-------- Material for this exercise

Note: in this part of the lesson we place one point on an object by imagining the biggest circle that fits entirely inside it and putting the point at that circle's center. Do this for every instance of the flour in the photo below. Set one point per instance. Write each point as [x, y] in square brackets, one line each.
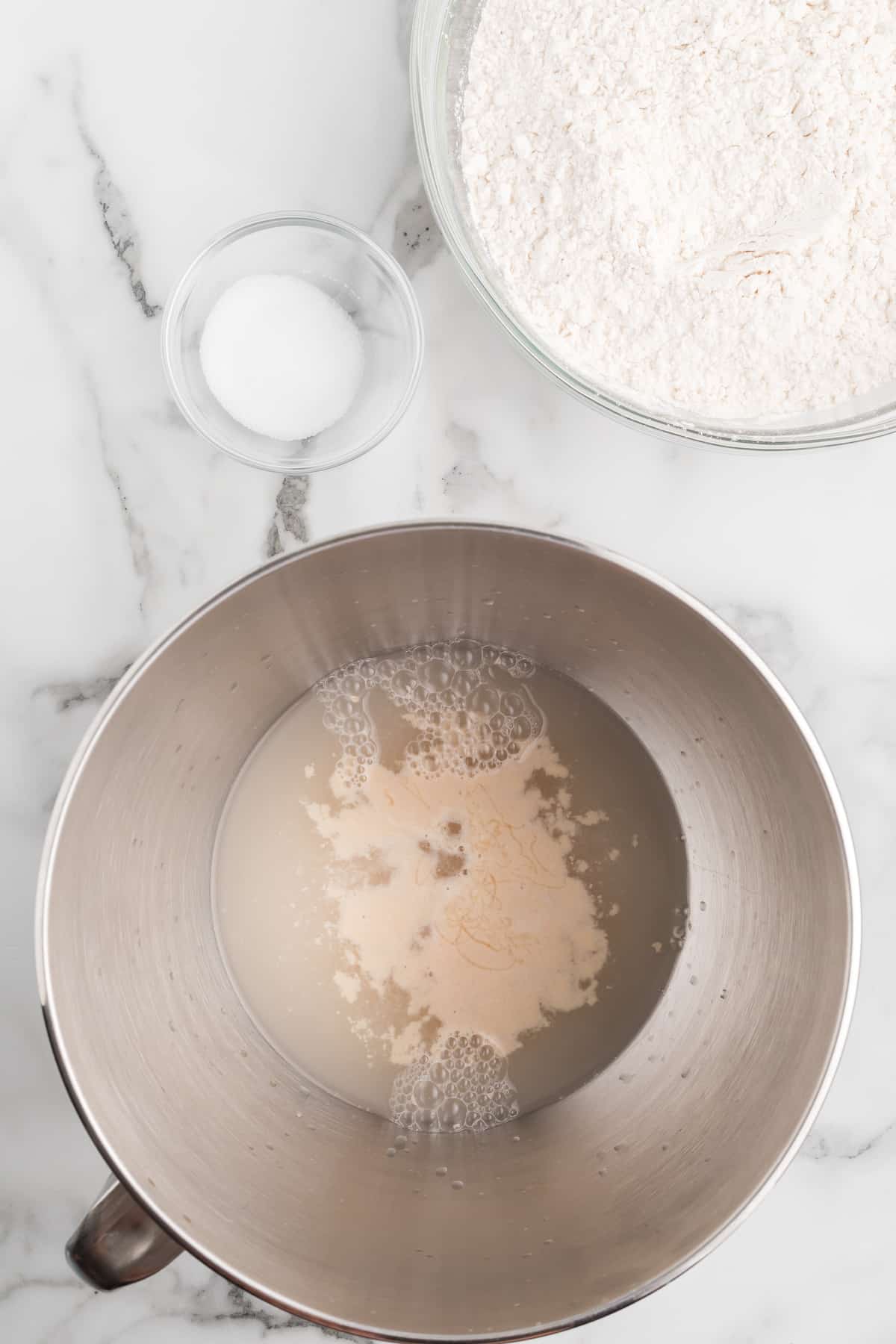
[694, 202]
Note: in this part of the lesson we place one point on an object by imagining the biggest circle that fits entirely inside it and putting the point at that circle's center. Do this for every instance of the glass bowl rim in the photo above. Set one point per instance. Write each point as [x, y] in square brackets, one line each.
[302, 220]
[672, 428]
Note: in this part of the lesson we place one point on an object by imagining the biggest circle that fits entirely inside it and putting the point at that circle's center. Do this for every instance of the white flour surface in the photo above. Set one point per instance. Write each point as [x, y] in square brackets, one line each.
[694, 201]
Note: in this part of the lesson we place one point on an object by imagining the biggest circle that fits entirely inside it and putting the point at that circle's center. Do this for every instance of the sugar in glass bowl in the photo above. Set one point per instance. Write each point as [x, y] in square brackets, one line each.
[441, 43]
[348, 267]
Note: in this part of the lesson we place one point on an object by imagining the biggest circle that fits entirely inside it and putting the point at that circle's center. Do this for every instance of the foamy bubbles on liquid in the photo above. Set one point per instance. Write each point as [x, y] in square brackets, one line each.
[462, 1083]
[467, 702]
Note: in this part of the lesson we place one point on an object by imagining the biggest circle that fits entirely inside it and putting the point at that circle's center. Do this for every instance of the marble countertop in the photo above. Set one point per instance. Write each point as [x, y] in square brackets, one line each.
[127, 139]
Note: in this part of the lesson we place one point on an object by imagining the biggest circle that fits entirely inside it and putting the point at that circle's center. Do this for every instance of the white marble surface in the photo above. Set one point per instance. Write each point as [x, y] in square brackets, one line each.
[127, 137]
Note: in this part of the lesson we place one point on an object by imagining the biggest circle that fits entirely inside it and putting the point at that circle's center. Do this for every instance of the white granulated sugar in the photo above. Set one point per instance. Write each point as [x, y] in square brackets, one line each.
[694, 201]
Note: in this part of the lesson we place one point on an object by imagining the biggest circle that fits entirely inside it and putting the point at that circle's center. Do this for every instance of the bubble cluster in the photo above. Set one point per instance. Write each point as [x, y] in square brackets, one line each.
[462, 1083]
[467, 702]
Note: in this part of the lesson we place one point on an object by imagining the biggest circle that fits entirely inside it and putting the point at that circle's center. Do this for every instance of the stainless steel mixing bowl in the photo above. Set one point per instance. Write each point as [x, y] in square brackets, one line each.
[441, 43]
[608, 1194]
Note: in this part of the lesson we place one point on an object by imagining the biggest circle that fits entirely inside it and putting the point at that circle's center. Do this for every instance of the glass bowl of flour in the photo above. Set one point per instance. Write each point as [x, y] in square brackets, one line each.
[682, 215]
[293, 342]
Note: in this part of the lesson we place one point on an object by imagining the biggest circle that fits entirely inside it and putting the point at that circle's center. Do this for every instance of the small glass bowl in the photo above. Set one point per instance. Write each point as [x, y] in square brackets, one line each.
[354, 270]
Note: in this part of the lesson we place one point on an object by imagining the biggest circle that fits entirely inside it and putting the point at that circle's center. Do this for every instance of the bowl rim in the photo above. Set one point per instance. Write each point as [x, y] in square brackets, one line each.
[180, 1233]
[301, 220]
[668, 426]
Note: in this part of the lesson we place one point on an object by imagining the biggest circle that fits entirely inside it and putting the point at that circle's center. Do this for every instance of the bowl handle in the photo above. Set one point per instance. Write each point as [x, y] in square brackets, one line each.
[117, 1242]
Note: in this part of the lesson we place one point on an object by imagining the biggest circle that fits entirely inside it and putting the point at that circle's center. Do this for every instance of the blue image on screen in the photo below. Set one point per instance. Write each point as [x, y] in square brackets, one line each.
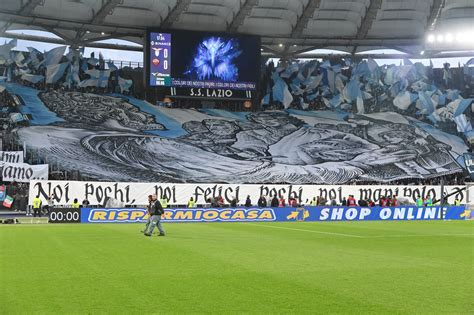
[214, 59]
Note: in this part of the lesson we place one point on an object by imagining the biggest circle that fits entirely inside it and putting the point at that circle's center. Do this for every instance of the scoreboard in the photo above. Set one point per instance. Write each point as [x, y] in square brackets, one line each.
[202, 64]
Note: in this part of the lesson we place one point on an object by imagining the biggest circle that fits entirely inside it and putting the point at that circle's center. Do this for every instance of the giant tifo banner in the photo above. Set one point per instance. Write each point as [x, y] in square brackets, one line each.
[11, 157]
[22, 172]
[97, 215]
[97, 193]
[129, 140]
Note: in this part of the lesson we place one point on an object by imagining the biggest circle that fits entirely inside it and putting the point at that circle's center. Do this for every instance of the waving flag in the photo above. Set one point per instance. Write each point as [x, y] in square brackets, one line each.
[55, 72]
[99, 78]
[124, 84]
[32, 78]
[8, 202]
[54, 56]
[34, 57]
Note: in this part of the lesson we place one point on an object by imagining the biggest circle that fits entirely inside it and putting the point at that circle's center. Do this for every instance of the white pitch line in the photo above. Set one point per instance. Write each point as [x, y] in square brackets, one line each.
[309, 231]
[418, 235]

----------------

**Requirement**: Exactly reproduce the lines of the entries above, from the one containing "the white pitch" to the very last, and no others.

**Exercise result**:
Note: in this part of the lesson we place one point on an object by imagining the biggest circle that fits entirely inside it and putting the point at that circle's center. Do this for every instance of the white pitch line in the photo above. Set one point per instance. Write each point as [x, y] in square brackets, one line each.
[309, 231]
[418, 235]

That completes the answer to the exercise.